• [Point annotation dataset records]:
********

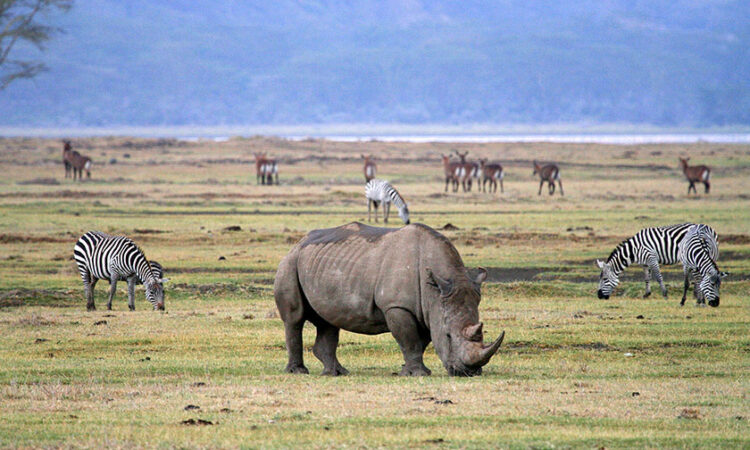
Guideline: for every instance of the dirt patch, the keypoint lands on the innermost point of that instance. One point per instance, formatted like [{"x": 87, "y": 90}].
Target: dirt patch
[
  {"x": 37, "y": 297},
  {"x": 41, "y": 181},
  {"x": 15, "y": 238}
]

********

• [Your task]: Rewrite every line of the records above, requests included, shifting each x and y coordinate in the answers by adding 117. Leave the pictures out of your answer.

• [The completed task]:
Guideline: for every instance of the dirt patch, the keypoint lands on the innermost point of that instance. One point per instance, formatted like [{"x": 87, "y": 90}].
Target: dirt patch
[
  {"x": 154, "y": 414},
  {"x": 158, "y": 298},
  {"x": 132, "y": 355}
]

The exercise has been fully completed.